Exactly reproduce the lines that follow.

--- --- ---

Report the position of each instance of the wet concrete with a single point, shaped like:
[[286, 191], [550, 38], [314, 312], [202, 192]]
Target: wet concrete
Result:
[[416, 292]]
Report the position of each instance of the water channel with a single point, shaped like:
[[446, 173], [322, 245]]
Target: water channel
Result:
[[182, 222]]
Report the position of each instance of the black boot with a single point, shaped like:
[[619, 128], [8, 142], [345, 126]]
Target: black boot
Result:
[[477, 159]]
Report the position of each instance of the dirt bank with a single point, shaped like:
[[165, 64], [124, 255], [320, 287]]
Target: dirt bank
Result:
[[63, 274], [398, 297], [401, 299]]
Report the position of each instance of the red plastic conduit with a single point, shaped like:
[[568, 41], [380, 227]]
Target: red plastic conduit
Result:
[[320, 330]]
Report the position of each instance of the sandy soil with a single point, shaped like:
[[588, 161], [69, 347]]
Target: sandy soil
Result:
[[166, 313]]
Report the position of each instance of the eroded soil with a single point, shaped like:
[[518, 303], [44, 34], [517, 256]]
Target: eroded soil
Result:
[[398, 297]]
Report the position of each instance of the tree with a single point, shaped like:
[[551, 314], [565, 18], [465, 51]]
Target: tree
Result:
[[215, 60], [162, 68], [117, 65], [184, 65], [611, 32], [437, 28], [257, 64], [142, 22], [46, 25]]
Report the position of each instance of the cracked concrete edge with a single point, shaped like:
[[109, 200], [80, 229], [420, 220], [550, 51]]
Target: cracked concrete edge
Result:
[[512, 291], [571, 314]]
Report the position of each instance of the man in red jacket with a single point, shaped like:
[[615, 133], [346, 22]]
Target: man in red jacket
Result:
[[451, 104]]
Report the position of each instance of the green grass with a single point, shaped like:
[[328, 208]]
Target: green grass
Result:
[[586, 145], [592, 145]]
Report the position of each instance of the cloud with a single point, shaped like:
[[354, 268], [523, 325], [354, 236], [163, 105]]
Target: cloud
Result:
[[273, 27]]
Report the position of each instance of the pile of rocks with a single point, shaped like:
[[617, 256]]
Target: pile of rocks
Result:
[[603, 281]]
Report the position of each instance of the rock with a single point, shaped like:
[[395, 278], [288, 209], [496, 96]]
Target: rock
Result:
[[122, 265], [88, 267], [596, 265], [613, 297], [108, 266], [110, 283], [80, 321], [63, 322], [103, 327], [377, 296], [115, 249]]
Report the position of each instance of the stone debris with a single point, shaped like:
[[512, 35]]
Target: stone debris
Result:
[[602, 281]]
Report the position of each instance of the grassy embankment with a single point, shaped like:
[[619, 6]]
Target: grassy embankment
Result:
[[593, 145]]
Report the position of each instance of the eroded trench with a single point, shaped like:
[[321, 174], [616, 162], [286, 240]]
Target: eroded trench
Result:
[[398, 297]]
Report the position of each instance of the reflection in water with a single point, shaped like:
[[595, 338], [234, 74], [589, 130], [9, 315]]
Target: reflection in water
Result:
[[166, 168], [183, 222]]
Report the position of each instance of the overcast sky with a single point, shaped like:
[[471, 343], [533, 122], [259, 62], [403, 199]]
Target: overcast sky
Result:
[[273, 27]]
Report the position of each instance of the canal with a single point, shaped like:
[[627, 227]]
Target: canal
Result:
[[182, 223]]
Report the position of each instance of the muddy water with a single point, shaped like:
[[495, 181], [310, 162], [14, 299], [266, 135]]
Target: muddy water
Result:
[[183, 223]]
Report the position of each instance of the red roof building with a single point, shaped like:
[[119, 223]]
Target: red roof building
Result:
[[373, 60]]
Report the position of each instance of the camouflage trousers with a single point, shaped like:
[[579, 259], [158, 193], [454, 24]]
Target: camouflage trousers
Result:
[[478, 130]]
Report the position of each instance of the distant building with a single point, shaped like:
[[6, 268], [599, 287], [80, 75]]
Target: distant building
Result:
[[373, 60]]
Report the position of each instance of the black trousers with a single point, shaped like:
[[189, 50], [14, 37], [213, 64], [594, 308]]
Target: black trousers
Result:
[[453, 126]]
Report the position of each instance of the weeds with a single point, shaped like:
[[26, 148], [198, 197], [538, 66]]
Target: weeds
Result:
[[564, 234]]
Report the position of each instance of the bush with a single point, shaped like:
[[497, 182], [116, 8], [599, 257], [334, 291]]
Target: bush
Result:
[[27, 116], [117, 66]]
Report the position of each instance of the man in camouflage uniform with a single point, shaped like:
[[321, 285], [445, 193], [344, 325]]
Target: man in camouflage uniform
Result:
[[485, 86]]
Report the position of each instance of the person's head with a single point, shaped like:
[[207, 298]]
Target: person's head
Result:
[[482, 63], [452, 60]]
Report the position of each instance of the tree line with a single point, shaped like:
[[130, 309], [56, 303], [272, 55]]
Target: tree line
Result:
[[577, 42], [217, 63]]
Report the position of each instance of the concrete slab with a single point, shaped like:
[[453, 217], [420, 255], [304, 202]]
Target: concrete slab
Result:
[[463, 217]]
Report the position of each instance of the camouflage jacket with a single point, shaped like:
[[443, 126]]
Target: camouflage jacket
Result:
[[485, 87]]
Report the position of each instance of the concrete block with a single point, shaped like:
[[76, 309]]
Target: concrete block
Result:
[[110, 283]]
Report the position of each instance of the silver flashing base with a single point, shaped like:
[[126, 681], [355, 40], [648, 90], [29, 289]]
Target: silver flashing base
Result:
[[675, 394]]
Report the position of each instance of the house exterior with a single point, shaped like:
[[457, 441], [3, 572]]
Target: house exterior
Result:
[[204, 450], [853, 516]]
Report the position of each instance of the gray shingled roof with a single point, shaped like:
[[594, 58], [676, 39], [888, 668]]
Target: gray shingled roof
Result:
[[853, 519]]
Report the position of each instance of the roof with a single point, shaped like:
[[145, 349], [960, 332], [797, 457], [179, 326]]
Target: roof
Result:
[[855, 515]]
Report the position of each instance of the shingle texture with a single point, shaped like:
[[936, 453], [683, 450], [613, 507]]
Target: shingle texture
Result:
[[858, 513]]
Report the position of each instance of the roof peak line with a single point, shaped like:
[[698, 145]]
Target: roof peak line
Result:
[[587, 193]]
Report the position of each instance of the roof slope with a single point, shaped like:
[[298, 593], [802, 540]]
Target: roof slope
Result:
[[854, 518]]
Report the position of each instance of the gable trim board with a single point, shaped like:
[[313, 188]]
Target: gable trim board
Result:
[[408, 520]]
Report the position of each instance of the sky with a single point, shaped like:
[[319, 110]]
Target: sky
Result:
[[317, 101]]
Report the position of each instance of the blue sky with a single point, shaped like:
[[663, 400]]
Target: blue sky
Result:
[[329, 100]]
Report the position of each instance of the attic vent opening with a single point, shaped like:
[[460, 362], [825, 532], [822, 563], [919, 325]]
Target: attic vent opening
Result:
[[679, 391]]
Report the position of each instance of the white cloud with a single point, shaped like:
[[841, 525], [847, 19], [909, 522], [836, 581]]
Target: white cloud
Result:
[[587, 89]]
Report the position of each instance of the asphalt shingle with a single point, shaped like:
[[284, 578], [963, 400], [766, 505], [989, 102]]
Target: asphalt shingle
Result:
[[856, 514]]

--- --- ---

WRITTEN SOLUTION
Report the position of each instance of the wet concrete with a single point, shaped like:
[[286, 191], [550, 38], [314, 312], [202, 192]]
Target: wet concrete
Result:
[[416, 292]]
Report the position of each instance of the water channel with a single point, shaped like:
[[446, 173], [322, 245]]
Target: water channel
Result:
[[182, 222]]
Report the position of each instance of the black boot with a single point, shaped like:
[[619, 128], [8, 142], [345, 126]]
Target: black boot
Result:
[[477, 159]]
Report the position of each instance of the dirt bank with a single point, shaped like:
[[165, 64], [124, 255], [320, 287]]
Target: dirt bank
Result:
[[63, 274], [398, 297], [401, 299]]
Report the position of each instance of the red plastic conduit with a single point, shaped like:
[[568, 41], [380, 227]]
Target: red plastic conduit
Result:
[[320, 330]]
Report the position of each instance of the sandy soil with a single point, shaped like:
[[588, 161], [69, 347]]
Target: sandy soil
Result:
[[166, 313]]
Report the position of each instance of the eroded soil with a single point, shaped like:
[[518, 303], [44, 34], [517, 256]]
Target: eroded soil
Result:
[[398, 297]]
Report the position of each instance of the tree with a single point, shaped like:
[[551, 314], [565, 18], [465, 51]]
Target: tree
Result:
[[215, 60], [162, 68], [117, 65], [184, 65], [611, 32], [437, 28], [257, 64], [142, 22], [46, 25]]
Report the position of each instance of the cracked concrete edge with a single point, shaped like:
[[109, 200], [80, 229], [420, 220], [550, 51]]
Target: cracked concrete edge
Result:
[[512, 291], [571, 314]]
Report the position of each instance of the man in red jacket with a single point, shaped like:
[[615, 133], [346, 22]]
Target: man in red jacket
Result:
[[451, 104]]
Report the position of each instance of the green grass with a single point, shaped like:
[[328, 208]]
Target: green grass
Result:
[[586, 145], [592, 145]]
Report the position of each instance of the cloud with a single point, shaped like:
[[354, 268], [523, 325], [354, 236], [163, 105]]
Target: cloud
Result:
[[273, 27]]
Report the position of each instance of the pile of rocks with a single point, shaped like:
[[617, 256]]
Target: pile of rocks
Result:
[[603, 281]]
Report the position of each instance of the rock with a single point, shaped like:
[[395, 278], [288, 209], [496, 96]]
Target: rock
Result:
[[122, 265], [88, 267], [596, 265], [613, 297], [108, 266], [110, 283], [80, 321], [63, 322], [103, 327], [377, 296], [115, 249]]
Report the position of each instance of the stone debris with a single point, shaped like:
[[512, 35]]
Target: stone debris
Result:
[[602, 281]]
Report the position of each instance of the grassy embankment with a single point, shaped like:
[[619, 6]]
Target: grassy embankment
Result:
[[593, 145]]
Report the position of each instance of the eroded trench with a single point, shaped like:
[[321, 174], [616, 162], [286, 240]]
Target: eroded trench
Result:
[[398, 297]]
Report the position of each instance of the reflection in water with a single point, shaped like:
[[595, 338], [234, 74], [589, 130], [9, 315]]
Target: reflection in water
Result:
[[166, 168], [183, 222]]
Report the position of each instance of the overcast sky with a single point, shaped like:
[[471, 343], [533, 122], [259, 62], [403, 199]]
Target: overcast sky
Result:
[[273, 27]]
Report the position of each instance of the canal with a single point, shaped like:
[[627, 227]]
Target: canal
Result:
[[182, 223]]
Report the position of each instance of the muddy water with a single point, shaped like:
[[495, 181], [310, 162], [14, 299], [266, 135]]
Target: muddy water
Result:
[[183, 223]]
Report the position of each instance of the red roof building with a single point, shaped like:
[[119, 223]]
Target: red roof building
Result:
[[373, 60]]
Report the position of each instance of the camouflage trousers with a single point, shaped like:
[[579, 259], [158, 193], [454, 24]]
Target: camouflage trousers
Result:
[[478, 130]]
Report the position of each instance of the distant building with a single point, shaped like:
[[6, 268], [599, 287], [80, 75]]
Target: distant building
Result:
[[373, 60]]
Report the position of each instance of the black trousers with a single point, shaped like:
[[189, 50], [14, 37], [213, 64], [594, 308]]
Target: black trousers
Result:
[[453, 126]]
Report the position of each instance of the weeds with a single point, shaped like:
[[26, 148], [198, 197], [538, 66]]
Target: weeds
Result:
[[564, 234]]
Report the position of each instance of the bush with a single point, shaped like:
[[497, 182], [116, 8], [599, 257], [334, 291]]
Target: bush
Result:
[[27, 116], [117, 66]]
Report the position of each instance of the man in camouflage uniform with a single point, shaped like:
[[321, 285], [445, 193], [344, 325]]
Target: man in camouflage uniform
Result:
[[485, 86]]
Report the position of each instance of the person's head with a single point, shaped like:
[[207, 298]]
Target: person's head
Result:
[[482, 63], [452, 60]]
Report the position of each instance of the tree line with a single point, shaped like:
[[130, 309], [56, 303], [272, 55]]
Target: tree line
Result:
[[577, 42], [217, 63]]
Report the position of each instance of the concrete slab with a single point, shaped like:
[[453, 217], [420, 255], [304, 202]]
Target: concrete slab
Result:
[[463, 217]]
Report the position of each instance of the camouflage jacket with a single point, shaped like:
[[443, 126]]
Target: camouflage jacket
Result:
[[485, 87]]
Report the position of each instance of the concrete block with a single point, shaped like:
[[76, 309]]
Target: concrete block
Result:
[[110, 283]]
Report the position of each instance of the silver flashing base with a single point, shaped like:
[[126, 681], [355, 40], [648, 90], [29, 289]]
Target: silver flashing base
Result:
[[675, 394]]
Report the position of each instance of the house exterior with a single point, shaped like:
[[457, 441], [3, 572]]
Target: house exterior
Result:
[[204, 450], [853, 516]]
Report the position of each instance of the gray shingled roof with a single point, shaped like:
[[594, 58], [676, 39], [888, 668]]
Target: gray shingled roof
Result:
[[853, 519]]
Report the position of each instance of the roof with a single point, shaped like:
[[145, 349], [960, 332], [797, 457], [179, 326]]
Target: roof
Result:
[[855, 515]]
Report the position of each instance of the shingle texture with a single point, shaped like:
[[936, 453], [683, 450], [613, 507]]
Target: shingle texture
Result:
[[858, 513]]
Report the position of each instance of the roof peak line with a single point, shaped like:
[[698, 145]]
Target: roof peak line
Result:
[[587, 193]]
Report the position of each instance of the roof slope with a single point, shaped like:
[[298, 593], [802, 540]]
Target: roof slope
Result:
[[854, 518]]
Report the position of each instance of the gable trim board with a single point, shaped like:
[[313, 188]]
Target: gable trim board
Result:
[[408, 520]]
Report the position of each instance of the sky with a single point, shaped like:
[[319, 110]]
Target: sky
Result:
[[317, 101]]
Report the position of each instance of the blue sky with a single point, shaped like:
[[663, 400]]
Target: blue sky
Result:
[[329, 100]]
Report the position of each instance of the attic vent opening with a single point, shaped like:
[[460, 362], [825, 532], [822, 563], [919, 325]]
Target: attic vent opening
Result:
[[679, 391]]
Report the position of each instance of the white cloud with a single point, shaped like:
[[841, 525], [847, 19], [909, 522], [836, 581]]
Target: white cloud
Result:
[[587, 89]]
Report the position of each instance of the asphalt shingle with a single point, shaped like:
[[284, 578], [963, 400], [766, 505], [989, 102]]
Target: asphalt shingle
Result:
[[856, 514]]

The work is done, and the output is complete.